Short problem:
Please count the lines in the records below that contain the string "hand", with case counting, and reply with only that number.

Available data:
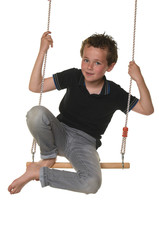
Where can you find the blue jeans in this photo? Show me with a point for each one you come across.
(56, 138)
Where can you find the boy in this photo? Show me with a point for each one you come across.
(85, 112)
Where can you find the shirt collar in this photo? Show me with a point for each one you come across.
(106, 87)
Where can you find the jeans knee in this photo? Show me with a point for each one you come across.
(35, 115)
(92, 184)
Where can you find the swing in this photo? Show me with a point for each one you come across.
(104, 165)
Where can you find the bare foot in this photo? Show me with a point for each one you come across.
(32, 173)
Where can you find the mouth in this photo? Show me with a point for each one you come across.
(89, 74)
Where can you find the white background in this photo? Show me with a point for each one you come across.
(126, 206)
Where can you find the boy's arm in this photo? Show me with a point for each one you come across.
(36, 76)
(144, 105)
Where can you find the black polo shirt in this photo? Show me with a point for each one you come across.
(90, 113)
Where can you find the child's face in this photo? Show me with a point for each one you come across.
(94, 63)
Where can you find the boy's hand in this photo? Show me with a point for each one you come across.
(135, 72)
(46, 42)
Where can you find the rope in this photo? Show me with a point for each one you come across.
(125, 129)
(33, 148)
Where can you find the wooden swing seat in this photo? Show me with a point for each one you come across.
(111, 165)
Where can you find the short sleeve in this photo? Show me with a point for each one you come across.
(66, 78)
(123, 100)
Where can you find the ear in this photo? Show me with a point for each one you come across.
(111, 67)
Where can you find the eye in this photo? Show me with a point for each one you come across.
(86, 60)
(98, 63)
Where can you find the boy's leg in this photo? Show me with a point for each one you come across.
(82, 153)
(43, 126)
(47, 131)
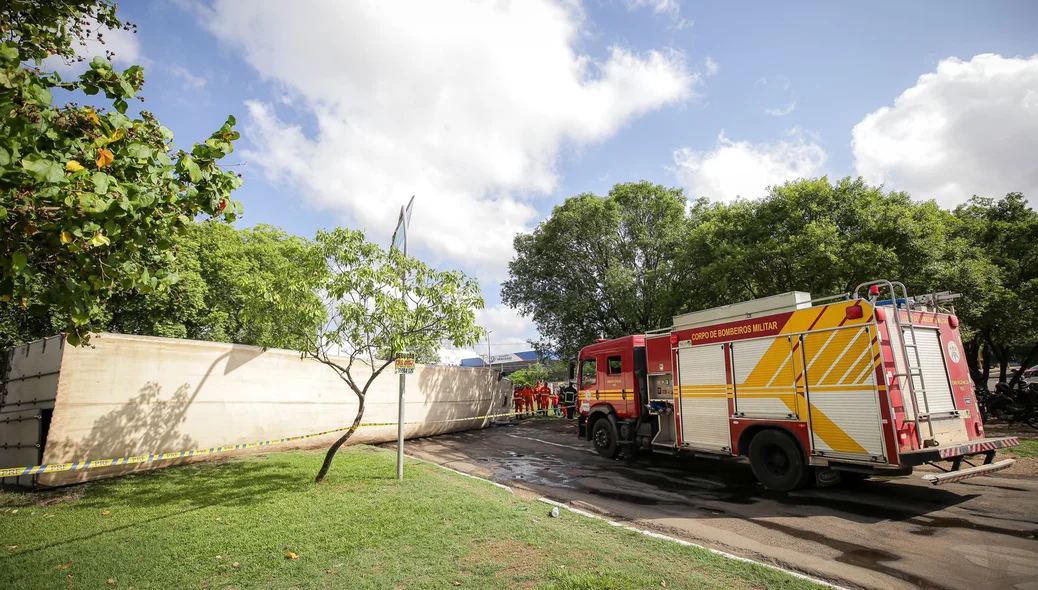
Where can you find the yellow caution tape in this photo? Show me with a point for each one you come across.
(80, 465)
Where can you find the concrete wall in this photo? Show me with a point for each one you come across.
(127, 396)
(28, 382)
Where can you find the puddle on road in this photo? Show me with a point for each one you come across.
(853, 554)
(628, 498)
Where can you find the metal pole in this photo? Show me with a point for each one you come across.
(405, 214)
(400, 429)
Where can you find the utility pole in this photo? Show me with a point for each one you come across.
(400, 241)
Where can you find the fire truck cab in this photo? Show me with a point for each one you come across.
(809, 390)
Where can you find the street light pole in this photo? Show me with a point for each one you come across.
(489, 355)
(402, 225)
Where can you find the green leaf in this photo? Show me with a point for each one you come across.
(118, 121)
(138, 151)
(101, 182)
(8, 51)
(42, 95)
(100, 63)
(43, 169)
(192, 167)
(79, 318)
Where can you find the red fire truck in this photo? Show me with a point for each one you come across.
(809, 390)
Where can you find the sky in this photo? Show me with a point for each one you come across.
(490, 112)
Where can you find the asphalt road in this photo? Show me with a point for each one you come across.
(900, 533)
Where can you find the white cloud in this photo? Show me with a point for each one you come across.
(671, 8)
(123, 44)
(191, 81)
(449, 102)
(967, 128)
(509, 332)
(742, 168)
(783, 111)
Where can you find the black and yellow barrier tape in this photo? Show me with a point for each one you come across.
(80, 465)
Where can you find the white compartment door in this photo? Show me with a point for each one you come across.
(704, 389)
(931, 357)
(765, 380)
(843, 394)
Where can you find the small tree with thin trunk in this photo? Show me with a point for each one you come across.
(362, 320)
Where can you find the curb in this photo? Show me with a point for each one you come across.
(644, 531)
(690, 544)
(493, 483)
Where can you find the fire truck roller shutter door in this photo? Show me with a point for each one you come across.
(764, 378)
(938, 391)
(843, 398)
(704, 397)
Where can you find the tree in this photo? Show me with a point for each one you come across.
(91, 199)
(1002, 316)
(220, 269)
(818, 237)
(542, 372)
(600, 267)
(361, 321)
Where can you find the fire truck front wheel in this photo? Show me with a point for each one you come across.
(777, 461)
(603, 435)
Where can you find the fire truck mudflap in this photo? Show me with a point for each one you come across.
(959, 454)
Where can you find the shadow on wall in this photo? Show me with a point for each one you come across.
(145, 424)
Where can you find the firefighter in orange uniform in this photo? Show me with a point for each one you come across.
(527, 396)
(542, 398)
(517, 400)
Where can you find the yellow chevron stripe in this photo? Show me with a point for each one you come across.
(853, 352)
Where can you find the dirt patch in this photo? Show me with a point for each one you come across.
(516, 560)
(1023, 467)
(1018, 430)
(21, 498)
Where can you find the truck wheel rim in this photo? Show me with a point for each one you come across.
(775, 460)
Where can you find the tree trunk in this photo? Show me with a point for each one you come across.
(1023, 366)
(1000, 352)
(986, 352)
(334, 448)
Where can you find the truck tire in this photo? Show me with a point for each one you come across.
(777, 461)
(603, 436)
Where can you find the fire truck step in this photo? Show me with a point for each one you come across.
(937, 479)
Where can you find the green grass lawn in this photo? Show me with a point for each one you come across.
(235, 525)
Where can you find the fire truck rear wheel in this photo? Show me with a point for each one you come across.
(603, 435)
(777, 461)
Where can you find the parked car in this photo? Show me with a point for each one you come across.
(1031, 375)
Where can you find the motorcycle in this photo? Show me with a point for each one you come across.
(1012, 405)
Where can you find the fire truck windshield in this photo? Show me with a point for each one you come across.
(589, 372)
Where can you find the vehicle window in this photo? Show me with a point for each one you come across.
(589, 372)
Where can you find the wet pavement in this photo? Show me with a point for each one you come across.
(898, 533)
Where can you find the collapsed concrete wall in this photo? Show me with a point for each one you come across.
(126, 396)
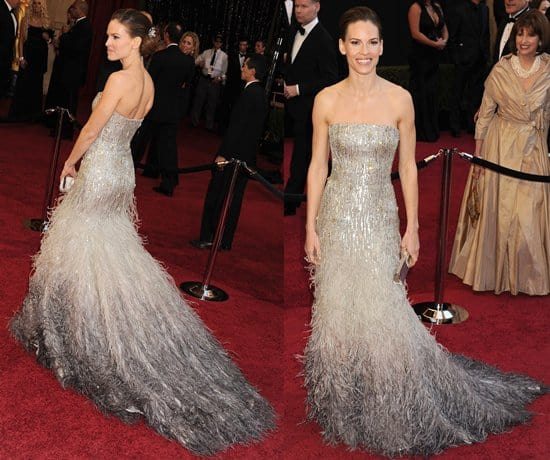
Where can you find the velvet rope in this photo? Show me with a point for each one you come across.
(502, 169)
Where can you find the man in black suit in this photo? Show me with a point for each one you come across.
(170, 69)
(514, 9)
(240, 142)
(70, 66)
(469, 45)
(233, 83)
(311, 65)
(8, 32)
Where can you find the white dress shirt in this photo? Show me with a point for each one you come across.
(289, 5)
(13, 18)
(219, 66)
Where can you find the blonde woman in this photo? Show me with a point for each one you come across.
(33, 62)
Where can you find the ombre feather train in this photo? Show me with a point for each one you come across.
(108, 320)
(375, 377)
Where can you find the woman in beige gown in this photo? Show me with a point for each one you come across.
(502, 242)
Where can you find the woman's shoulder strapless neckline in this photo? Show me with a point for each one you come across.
(362, 124)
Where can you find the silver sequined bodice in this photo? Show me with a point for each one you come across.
(358, 209)
(106, 179)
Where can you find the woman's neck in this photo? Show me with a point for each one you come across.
(526, 61)
(130, 61)
(363, 85)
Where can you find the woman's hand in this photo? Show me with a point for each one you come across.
(68, 170)
(312, 247)
(411, 243)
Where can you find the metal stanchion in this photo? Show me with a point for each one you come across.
(204, 290)
(440, 312)
(41, 224)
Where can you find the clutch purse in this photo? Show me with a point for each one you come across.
(66, 184)
(400, 274)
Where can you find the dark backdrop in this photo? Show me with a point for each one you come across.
(254, 19)
(393, 15)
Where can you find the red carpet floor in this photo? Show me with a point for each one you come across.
(508, 332)
(40, 420)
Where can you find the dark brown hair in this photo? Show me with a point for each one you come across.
(358, 13)
(534, 21)
(137, 25)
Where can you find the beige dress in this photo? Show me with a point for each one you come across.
(507, 248)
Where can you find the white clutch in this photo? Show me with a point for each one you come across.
(402, 268)
(66, 184)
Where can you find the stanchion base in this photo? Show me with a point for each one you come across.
(36, 225)
(440, 313)
(200, 291)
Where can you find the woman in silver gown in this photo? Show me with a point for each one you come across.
(375, 377)
(101, 312)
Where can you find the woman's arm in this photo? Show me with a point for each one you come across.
(317, 175)
(408, 174)
(107, 104)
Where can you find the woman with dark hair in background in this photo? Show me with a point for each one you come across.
(189, 44)
(429, 38)
(33, 63)
(375, 377)
(502, 241)
(102, 313)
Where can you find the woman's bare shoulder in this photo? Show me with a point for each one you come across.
(395, 92)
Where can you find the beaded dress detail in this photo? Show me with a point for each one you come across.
(375, 377)
(108, 320)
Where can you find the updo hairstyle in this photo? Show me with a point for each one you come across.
(137, 25)
(358, 13)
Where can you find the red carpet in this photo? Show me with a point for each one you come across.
(506, 331)
(39, 419)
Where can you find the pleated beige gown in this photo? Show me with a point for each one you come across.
(508, 247)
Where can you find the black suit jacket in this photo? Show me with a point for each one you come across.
(74, 51)
(314, 67)
(169, 69)
(233, 82)
(245, 125)
(469, 33)
(7, 40)
(500, 31)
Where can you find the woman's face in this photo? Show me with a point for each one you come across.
(119, 42)
(362, 46)
(187, 45)
(527, 42)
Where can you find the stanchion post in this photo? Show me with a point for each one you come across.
(203, 290)
(440, 312)
(40, 224)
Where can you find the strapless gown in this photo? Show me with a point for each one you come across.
(375, 377)
(109, 321)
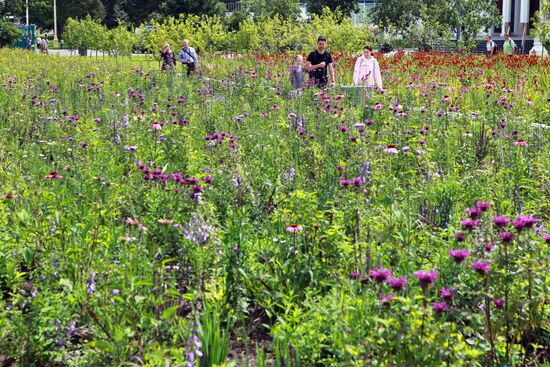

Output:
2